_Yapılacak iş:_
Aşağıdaki Genel Kurul konuşmasında büyük harflerle yazılmış kısaltmaları, her birini bir kez yazarak sıralayın.

_Metin bölümü:_
"""

| Konu: | HDP Grubu önerisi münasebetiyle |
| Yasama Yılı: | 1 |
| Birleşim: | 73 |
| Tarih: | 14.04.2016 |
AYHAN BİLGEN (Kars) - Sayın Başkan, değerli milletvekilleri; 100'ün üzerinde insanın hayatını kaybettiği ve ardından yürütülen tartışmalarla da aslında yakınlarının her gün o acıyı bir kez daha tatmaya mahkûm edildiği bir konuyu konuşuyoruz ve iktidar partisi sıralarında galiba 13-15'i geçmeyen sayıda milletvekili var. Oysa bu kadar ciddi bir konu konuşulurken, çok vahim iddialar basına yansımışken ilgili bakanın burada hiç olmazsa Genel Kurula saygı gereği -ölenlere, onların yakınlarına saygı duyup duymadığı ayrı bir konu- bir açıklama yapmasının ihtiyaç olduğu kanaatindeyim.
Çok net, çok somut bilgiler var; Ankara'daki patlamanın birkaç gün öncesinde hem de bu eylemi gerçekleştirecek kişiler ve yanlarındaki kişilerin de isimlerinin istihbarat birimlerine, Emniyete yansıdığına dair ve polislerin kendilerini korumasına dair uyarının da yine Emniyet iç yazışmalarında geçtiği paylaşılıyor.
Yine, bugün basına yansıdı Kars Emniyet Müdürlüğü dolayısıyla, Türkiye'nin 70 ilinde HDP'lilere ve CHP'lilere yönelik saldırı yapma hazırlığında IŞİD hücre evinin bulunduğu yönünde. Şimdi, bu kürsüye çıkıp terörle mücadele konusunda bize ders verenlerin, mesaj verenlerin ya da tribünlere yönelik mesajlar, söylemler, uluslararası kamuoyuna dair birtakım çağrılar yapanların bu tabloyla yüzleşmesi gerekiyor.

"""

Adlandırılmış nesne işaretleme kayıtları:

"""

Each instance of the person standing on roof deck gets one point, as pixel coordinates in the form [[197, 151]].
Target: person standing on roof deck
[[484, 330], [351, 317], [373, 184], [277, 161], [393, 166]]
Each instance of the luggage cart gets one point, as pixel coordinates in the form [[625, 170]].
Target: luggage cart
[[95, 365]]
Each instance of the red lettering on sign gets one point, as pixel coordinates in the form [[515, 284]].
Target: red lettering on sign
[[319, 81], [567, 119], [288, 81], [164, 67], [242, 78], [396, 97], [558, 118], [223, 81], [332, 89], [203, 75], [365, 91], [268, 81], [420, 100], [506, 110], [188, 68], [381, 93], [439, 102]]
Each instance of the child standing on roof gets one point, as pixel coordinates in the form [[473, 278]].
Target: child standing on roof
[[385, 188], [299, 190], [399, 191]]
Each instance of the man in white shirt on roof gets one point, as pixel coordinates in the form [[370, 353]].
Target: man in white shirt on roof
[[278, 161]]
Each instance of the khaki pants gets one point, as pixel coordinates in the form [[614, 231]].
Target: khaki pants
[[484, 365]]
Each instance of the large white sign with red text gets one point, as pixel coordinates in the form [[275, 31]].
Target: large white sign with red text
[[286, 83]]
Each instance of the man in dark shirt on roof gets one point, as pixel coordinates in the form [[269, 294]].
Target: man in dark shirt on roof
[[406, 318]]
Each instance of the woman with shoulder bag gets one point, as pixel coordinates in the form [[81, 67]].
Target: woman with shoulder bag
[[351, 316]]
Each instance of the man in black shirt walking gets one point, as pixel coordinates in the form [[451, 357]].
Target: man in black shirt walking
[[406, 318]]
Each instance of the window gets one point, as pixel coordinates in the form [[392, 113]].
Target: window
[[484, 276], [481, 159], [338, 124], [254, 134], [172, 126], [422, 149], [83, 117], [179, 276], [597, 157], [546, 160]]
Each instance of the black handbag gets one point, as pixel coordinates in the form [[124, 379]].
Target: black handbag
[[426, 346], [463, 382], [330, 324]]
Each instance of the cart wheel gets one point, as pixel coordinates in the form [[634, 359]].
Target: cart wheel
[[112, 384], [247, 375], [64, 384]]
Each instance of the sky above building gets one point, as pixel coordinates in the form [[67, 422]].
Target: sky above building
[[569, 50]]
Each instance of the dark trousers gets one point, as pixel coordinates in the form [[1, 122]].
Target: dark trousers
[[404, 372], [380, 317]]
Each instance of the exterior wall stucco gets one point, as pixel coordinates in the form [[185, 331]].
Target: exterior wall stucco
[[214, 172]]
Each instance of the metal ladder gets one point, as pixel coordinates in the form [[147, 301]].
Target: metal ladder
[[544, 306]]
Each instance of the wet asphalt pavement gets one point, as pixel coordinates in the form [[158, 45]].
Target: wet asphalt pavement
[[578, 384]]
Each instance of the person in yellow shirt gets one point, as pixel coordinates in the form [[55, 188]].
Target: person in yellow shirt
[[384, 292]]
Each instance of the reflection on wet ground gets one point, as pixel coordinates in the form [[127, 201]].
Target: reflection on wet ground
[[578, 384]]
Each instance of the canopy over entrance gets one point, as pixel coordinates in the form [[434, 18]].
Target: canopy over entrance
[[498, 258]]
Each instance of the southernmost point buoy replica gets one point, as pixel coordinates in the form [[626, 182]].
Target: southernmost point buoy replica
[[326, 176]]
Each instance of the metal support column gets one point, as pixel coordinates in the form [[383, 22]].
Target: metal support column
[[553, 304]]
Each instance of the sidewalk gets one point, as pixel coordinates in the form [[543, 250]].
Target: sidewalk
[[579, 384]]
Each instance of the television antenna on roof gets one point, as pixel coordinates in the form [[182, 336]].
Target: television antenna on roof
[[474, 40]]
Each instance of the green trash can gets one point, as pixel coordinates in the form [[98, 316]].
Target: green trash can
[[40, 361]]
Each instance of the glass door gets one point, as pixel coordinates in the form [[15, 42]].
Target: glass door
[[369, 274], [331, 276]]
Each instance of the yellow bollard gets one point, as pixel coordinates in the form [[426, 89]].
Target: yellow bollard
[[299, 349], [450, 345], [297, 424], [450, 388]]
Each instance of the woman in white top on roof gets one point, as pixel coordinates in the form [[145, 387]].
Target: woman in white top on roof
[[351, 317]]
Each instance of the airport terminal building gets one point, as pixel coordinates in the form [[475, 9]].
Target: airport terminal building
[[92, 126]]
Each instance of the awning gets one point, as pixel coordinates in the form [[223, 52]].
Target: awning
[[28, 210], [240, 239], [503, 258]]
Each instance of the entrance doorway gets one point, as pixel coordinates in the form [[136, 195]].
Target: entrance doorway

"""

_Görev çıktısı:_
HDP, CHP, IŞİD